#### [COSE DA FARE]
a. Nell'articolo su Stefano Pini, quale gruppo del settore giovanile della Virtus segue in questa stagione?
b. Riprendi l'articolo su Stefano Pini dal punto in cui si interrompe e proseguilo.

____ TESTO DEL DOCUMENTO

Stefano Pini festeggia la sua carriera da dirigente accompagnatore del settore giovanile di Virtus Unipol Banca regalandosi l’ennesima Finale Nazionale. Questa volta tocca agli Under 20, il gruppo che segue in questa stagione, ormai la dodicesima nella casa bianconera. E’ un veterano che non si stanca di esserlo. Anzi, ne è orgoglioso.

“La storia l’ho raccontata un anno fa: ho iniziato accompagnando alla Porelli mio figlio Giacomo, vedendogli fare in campo tutta la trafila delle giovanili. Da abbonato fedele, già entrare in quel tempio del basket era un sogno. Poi, grazie a una chiamata di Consolini, mi sono trovato a seguire squadre del settore giovanile, e non ho più smesso. Dodici stagioni? Sì, credo sia così, ma se devo dirla tutta non le ho mai messe in fila né contate…”

Sta di fatto che questo di Roseto, dove è impegnata l’Under 20 di Federico Vecchi, è l’ennesimo atto finale di un campionato nazionale.

________
____ VOCI DI DATI

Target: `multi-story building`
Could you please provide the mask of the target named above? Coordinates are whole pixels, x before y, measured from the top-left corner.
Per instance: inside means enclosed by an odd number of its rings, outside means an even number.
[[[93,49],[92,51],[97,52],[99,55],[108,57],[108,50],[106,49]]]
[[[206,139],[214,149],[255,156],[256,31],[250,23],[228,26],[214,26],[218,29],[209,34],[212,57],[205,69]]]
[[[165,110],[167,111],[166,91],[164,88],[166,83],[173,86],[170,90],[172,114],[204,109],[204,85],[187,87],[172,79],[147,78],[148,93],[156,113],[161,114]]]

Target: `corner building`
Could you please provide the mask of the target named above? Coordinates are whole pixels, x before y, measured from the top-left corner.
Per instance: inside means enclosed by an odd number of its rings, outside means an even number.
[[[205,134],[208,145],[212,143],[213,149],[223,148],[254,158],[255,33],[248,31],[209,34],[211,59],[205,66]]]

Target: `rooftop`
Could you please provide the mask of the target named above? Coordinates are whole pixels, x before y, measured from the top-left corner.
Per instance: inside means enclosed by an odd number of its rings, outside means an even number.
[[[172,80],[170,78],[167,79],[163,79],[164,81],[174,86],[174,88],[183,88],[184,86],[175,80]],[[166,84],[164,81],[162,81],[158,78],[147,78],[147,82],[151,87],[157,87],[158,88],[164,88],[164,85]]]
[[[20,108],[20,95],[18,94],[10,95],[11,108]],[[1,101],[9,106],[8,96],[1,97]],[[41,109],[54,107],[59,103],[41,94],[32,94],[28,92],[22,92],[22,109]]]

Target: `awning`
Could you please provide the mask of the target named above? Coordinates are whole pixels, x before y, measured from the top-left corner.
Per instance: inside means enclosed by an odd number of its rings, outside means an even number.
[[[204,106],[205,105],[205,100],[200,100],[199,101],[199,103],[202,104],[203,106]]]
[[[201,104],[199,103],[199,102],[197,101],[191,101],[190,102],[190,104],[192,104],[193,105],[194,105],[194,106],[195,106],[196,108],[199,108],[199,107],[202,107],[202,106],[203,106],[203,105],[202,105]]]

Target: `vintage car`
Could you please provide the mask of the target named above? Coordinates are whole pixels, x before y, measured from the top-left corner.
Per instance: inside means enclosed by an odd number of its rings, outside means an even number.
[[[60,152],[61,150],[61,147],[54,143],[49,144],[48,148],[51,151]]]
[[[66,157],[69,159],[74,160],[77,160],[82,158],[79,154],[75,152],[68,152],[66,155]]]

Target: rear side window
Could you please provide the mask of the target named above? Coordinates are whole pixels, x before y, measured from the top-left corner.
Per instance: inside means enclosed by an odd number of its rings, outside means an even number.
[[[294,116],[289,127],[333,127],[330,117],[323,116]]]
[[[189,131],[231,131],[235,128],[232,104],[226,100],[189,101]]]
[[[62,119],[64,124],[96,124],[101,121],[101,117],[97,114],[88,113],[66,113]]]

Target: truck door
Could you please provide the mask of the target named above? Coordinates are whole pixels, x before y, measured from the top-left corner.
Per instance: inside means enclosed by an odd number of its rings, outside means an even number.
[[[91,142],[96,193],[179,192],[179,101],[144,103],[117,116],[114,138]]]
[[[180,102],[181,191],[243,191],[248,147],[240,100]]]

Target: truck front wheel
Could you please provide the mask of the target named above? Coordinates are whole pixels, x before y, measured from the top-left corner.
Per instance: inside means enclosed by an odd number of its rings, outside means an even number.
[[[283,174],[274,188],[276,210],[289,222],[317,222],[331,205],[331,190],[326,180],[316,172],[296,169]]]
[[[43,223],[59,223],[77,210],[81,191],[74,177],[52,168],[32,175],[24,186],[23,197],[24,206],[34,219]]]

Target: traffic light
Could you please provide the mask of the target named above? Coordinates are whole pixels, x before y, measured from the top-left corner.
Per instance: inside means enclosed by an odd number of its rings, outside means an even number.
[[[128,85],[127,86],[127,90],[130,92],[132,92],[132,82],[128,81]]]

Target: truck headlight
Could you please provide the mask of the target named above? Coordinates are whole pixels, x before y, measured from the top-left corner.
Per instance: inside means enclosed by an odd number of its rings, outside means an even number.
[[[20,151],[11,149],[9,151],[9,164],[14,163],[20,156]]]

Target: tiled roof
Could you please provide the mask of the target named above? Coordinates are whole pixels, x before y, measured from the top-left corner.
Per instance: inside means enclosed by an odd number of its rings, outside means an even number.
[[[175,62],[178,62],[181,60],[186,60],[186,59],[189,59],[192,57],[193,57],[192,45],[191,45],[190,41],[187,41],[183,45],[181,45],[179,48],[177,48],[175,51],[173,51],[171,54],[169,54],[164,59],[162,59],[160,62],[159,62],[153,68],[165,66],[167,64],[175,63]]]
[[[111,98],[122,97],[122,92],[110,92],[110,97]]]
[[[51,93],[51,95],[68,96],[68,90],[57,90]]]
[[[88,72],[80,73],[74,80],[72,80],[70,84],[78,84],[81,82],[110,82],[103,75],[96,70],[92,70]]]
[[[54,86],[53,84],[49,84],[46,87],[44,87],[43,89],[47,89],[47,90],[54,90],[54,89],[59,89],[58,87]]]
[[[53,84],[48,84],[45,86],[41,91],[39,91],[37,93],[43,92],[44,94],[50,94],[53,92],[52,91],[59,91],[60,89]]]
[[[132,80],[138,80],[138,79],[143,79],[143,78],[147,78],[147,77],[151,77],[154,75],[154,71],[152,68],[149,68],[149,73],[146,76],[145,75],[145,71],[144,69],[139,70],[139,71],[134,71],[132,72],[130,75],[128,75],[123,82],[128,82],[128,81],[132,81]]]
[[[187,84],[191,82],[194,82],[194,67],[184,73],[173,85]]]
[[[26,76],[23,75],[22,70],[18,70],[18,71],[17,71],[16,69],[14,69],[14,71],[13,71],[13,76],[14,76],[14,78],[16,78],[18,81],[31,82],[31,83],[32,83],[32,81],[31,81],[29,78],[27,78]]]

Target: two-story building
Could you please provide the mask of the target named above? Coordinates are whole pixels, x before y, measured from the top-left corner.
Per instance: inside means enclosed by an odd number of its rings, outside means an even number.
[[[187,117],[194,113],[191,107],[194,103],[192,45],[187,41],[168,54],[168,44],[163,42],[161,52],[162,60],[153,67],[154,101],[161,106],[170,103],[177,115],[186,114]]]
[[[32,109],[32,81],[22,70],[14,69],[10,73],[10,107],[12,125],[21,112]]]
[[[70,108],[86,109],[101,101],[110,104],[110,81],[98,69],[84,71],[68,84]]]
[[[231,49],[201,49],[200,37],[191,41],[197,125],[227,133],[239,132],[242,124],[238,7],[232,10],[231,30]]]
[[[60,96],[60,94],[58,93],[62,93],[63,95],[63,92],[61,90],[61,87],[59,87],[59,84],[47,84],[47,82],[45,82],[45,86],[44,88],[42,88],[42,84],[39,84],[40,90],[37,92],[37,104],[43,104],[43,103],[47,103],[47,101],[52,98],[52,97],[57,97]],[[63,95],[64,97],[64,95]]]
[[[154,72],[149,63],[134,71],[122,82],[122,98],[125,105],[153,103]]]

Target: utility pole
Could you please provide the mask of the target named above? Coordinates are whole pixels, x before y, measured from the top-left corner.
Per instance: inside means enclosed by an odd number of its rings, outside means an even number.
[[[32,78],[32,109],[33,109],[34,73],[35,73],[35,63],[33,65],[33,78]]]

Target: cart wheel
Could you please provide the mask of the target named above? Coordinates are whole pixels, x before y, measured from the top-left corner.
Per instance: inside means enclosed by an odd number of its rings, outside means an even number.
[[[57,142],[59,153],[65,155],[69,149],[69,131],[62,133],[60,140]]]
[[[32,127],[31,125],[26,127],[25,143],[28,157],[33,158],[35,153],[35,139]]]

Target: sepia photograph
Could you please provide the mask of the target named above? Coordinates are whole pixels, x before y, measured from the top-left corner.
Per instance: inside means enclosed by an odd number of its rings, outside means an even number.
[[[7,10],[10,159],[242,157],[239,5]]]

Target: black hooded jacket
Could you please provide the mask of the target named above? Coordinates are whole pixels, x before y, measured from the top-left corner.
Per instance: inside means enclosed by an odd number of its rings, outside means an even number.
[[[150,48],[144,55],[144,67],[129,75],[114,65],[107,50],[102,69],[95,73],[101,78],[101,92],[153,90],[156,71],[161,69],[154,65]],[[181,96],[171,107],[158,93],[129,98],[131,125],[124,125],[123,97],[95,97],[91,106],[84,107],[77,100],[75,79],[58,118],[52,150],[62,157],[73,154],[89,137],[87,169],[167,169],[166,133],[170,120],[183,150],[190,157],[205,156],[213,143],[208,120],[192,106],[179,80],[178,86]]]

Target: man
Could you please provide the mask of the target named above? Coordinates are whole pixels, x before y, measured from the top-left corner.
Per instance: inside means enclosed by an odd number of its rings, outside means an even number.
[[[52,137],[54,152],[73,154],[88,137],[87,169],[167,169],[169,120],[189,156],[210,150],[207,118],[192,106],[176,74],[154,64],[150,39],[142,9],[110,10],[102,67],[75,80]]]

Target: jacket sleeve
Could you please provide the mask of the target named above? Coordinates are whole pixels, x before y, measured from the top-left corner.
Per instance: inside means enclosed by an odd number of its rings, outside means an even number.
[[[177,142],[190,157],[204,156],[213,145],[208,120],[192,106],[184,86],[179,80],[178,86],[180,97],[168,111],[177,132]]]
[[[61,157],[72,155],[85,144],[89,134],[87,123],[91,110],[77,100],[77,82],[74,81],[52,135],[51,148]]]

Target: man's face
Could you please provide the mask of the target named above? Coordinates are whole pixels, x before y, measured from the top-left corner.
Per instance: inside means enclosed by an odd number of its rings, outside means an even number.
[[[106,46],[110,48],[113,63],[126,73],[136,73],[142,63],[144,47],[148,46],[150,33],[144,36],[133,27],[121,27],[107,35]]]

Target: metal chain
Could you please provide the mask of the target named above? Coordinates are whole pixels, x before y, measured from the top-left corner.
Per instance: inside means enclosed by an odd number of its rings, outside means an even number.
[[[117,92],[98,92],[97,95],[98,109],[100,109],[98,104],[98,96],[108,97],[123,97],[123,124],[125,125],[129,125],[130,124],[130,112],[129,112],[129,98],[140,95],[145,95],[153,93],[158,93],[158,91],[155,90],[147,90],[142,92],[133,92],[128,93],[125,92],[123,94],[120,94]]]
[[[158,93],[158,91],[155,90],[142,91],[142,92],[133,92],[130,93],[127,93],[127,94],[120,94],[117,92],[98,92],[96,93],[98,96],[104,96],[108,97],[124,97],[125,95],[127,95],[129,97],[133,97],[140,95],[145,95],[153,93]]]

________

#### [PROBLEMI RISOLTI]
a. Gli Under 20.

b.
“La mia prima finale fu quella con cui conclusero la permanenza nel settore giovanile i ragazzi delle annate 1988 e 1989. C’erano Pederzini, Masciadri, Stojkov, Da Ros, tutti giocatori che poi si sono costruiti una bella carriera, e anche questa è una grande soddisfazione per uno che li ha visti crescere. Da allora ho messo nella mia personalissima bacheca, che intendiamoci non è quella di un allenatore, due scudetti di categoria, il bel secondo posto della scorsa stagione con l’Under 18, diversi piazzamenti significativi. Sì, devo dire che è stata una gran bella esperienza, e la cosa più importante è che posso parlarne al presente, è un capitolo ancora aperto della mia vita”.

Difficile scegliere tra questi momenti indimenticabili un’emozione, un attimo più luminoso degli altri.

“Ogni finale ha la sua storia, al di là di come vanno a finire le cose. Avendo la fortuna di essere alla Virtus, posso dire di averne saltate pochissime. Ognuna mi ha dato qualcosa, soprattutto dal punto di vista umano. Anche essere qui a Roseto, con questi ragazzi, mi sta arricchendo dentro”.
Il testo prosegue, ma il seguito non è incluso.